## Task brief
Reproduce every entry in the listing without alteration.

-- Begin Input rows --

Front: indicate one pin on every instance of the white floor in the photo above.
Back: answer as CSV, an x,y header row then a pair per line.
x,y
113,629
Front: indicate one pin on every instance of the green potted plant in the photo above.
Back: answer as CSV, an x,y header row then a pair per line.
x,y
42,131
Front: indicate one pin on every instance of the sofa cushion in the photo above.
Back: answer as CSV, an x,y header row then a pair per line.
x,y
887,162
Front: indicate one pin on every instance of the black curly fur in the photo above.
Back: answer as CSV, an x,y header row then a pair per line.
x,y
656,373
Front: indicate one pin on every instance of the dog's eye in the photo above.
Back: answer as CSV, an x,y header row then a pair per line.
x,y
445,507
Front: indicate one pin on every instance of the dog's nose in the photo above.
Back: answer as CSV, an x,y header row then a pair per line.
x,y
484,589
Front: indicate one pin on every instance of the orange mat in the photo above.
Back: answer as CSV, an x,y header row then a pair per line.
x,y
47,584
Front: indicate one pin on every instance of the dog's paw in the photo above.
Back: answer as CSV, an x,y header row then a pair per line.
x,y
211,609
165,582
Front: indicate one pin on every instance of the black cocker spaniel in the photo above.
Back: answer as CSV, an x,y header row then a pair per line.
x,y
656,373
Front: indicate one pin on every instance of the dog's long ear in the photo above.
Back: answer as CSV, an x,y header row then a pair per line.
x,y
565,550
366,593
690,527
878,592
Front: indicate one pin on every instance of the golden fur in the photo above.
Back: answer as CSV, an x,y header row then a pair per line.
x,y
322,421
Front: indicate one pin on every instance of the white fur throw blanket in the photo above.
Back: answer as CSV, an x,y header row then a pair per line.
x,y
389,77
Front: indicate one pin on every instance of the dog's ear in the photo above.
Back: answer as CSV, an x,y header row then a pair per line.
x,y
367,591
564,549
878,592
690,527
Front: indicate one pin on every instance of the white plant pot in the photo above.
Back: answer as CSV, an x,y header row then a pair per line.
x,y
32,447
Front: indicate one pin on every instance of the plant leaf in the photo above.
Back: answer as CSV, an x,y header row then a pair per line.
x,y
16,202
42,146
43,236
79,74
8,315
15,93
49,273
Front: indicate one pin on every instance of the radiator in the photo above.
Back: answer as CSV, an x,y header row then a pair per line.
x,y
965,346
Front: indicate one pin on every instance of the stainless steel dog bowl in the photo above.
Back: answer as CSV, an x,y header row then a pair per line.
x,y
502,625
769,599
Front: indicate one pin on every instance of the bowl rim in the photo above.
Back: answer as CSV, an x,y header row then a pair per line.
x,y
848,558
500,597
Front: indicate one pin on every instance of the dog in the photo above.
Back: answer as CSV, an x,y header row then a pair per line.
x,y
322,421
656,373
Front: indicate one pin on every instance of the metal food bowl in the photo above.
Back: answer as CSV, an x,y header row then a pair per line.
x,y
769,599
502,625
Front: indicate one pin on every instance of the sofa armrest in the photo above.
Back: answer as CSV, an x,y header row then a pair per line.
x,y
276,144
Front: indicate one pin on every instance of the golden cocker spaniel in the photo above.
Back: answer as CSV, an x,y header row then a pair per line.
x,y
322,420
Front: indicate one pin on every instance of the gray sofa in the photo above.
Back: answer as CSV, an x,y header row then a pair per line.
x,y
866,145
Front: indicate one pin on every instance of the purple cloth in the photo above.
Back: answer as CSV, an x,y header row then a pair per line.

-- End Input rows --

## Worked answer
Front: indicate one pin on every instance of the white floor in the photo above.
Back: answer as CSV, an x,y header row then a pair per line.
x,y
113,629
Front: indicate one pin on every instance of the green potted plant in the photo above.
Back: answer as CSV, an x,y header row then a pair per line.
x,y
42,131
Front: indicate one pin on every instance of the sofa cushion in the photo above.
Back: answer as CSV, an x,y header row then a pair per line.
x,y
887,162
Front: indicate one pin on every instance of the black curly fur in the photo above.
Back: answer as CSV, an x,y header row then a pair per line.
x,y
656,373
Front: indicate one pin on every instance of the dog's eye in the photo above.
Back: answer as CSV, an x,y header row then a pair per line.
x,y
445,507
Front: indicate one pin on every instance of the dog's nose in the photo above.
Back: answer as CSV, an x,y header row then a pair per line.
x,y
484,589
Front: indicate one pin on every instance of the orange mat in the photo above.
Back: answer as CSV, an x,y header row then a pair per line.
x,y
47,584
Front: indicate one pin on every instance of the dog's paw in the photo above.
Back: answer as CSV, an x,y header row then a pair per line.
x,y
211,609
165,582
Front: indicate one pin on every instance of the black cocker spaniel in the photo above.
Back: answer as CSV, an x,y header row then a pair per line.
x,y
656,373
Front: indicate one pin on every instance of the dog's long ear in the photo above.
Back: answer as CSV, an x,y header row then a pair per line.
x,y
565,550
366,593
690,527
878,592
Front: indicate one pin on every instance of the golden fur in the photo above.
Back: answer as CSV, an x,y header row then a pair per line.
x,y
322,421
Front: indicate one pin on every instance of the white fur throw blanket in the photo above.
Back: answer as CSV, an x,y header row then a pair per line.
x,y
389,77
Front: indicate one pin on every instance of the dog's ear in the photo above.
Back: answer as CSV, an x,y header row then a pair per line.
x,y
367,591
564,549
878,592
690,527
Front: indicate one pin on every instance of the white plant pot in the photo above.
Back: answer as CSV, an x,y header row then a pair per line.
x,y
32,447
Front: indicate one pin on every instance of the plant leaf in the photo above.
Back: answer as CSV, an x,y header row then a pair per line.
x,y
16,202
42,146
43,236
79,74
8,315
15,93
49,273
Front: indicate one pin on every instance of the radiator in the photo above.
Back: answer as CSV, an x,y header row then a pair per line.
x,y
965,346
Front: indicate one pin on every instance of the stainless steel dog bowl in the photo above.
Back: answer as CSV, an x,y header row then a pair per line.
x,y
502,625
769,599
Front: indicate one pin on every instance of the bowl rim in the photo above.
Back: answer as CSV, an x,y header row then a pair per line.
x,y
848,558
500,597
Front: indicate one pin on every instance of the dog in the photo above.
Back: answer as CSV, an x,y header row then a pair per line.
x,y
322,421
656,373
Front: indicate one pin on every instance of the metal food bowl in the photo above.
Back: answer as CSV, an x,y header row then a pair per line.
x,y
769,599
502,625
Front: indicate one pin on every instance of the sofa armrest in the photo above.
Back: answer as CSV, an x,y header row then a pair per line.
x,y
276,144
Front: indicate one pin on every instance of the golden cocker spaniel in the photo above.
Back: answer as CSV, an x,y header row then a pair per line.
x,y
322,420
Front: indicate one pin on every instance of the gray sofa in the photo above.
Back: answer as CSV, an x,y header row then a pair per line.
x,y
866,145
Front: indicate one pin on every instance of the purple cloth in the photo above.
Back: answer as CSV, an x,y header row then a pair per line.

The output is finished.